Copy out the listing below, substituting "site notebook" for "field log" everywhere it occurs and leaving every other part unchanged.

Labeled-object pointing entries:
···

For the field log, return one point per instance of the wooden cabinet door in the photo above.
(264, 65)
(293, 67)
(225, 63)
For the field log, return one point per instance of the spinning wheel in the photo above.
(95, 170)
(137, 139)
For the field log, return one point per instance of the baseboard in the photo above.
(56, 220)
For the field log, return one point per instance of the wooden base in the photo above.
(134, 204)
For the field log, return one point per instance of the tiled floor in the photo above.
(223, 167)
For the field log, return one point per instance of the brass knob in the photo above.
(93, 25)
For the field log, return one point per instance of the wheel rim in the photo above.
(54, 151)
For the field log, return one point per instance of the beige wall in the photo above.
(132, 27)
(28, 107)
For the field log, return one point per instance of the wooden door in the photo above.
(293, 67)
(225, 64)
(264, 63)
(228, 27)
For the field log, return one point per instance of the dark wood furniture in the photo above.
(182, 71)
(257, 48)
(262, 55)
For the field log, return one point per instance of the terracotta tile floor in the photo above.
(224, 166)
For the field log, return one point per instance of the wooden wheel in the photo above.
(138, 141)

···

Correct response:
For the site notebook, return one point per instance of the wooden cabinet door in the photo above.
(264, 65)
(293, 67)
(225, 63)
For the site notebook, return one point per instance of the spinning wheel in the photo above.
(95, 170)
(137, 139)
For the site notebook, return one point per instance of the baseboard in the photo above.
(56, 220)
For the site notebook, return one point per instance of the wooden base in the photo above.
(134, 204)
For the site notebook, return one point per instance of the tiled floor in the photo above.
(223, 167)
For the site notebook, return one point per instance of the brass knob in the photo above.
(93, 25)
For the site notebook, return one point per instance of the wheel rim in the photo above.
(54, 151)
For the site notebook, return one point per instance of the beige wall in the photo above.
(132, 27)
(28, 107)
For the site notebook, return one point per instance of the wooden door in the photo above.
(293, 67)
(225, 64)
(264, 63)
(228, 27)
For the site notebook, return one point per instance of the dark wood furniture in the photo above.
(182, 71)
(257, 48)
(262, 55)
For the site notebook, return one point per instance of the terracotta tile floor in the photo above.
(224, 166)
For the site notebook, return one point per instance of the wooden wheel in the photo above.
(138, 141)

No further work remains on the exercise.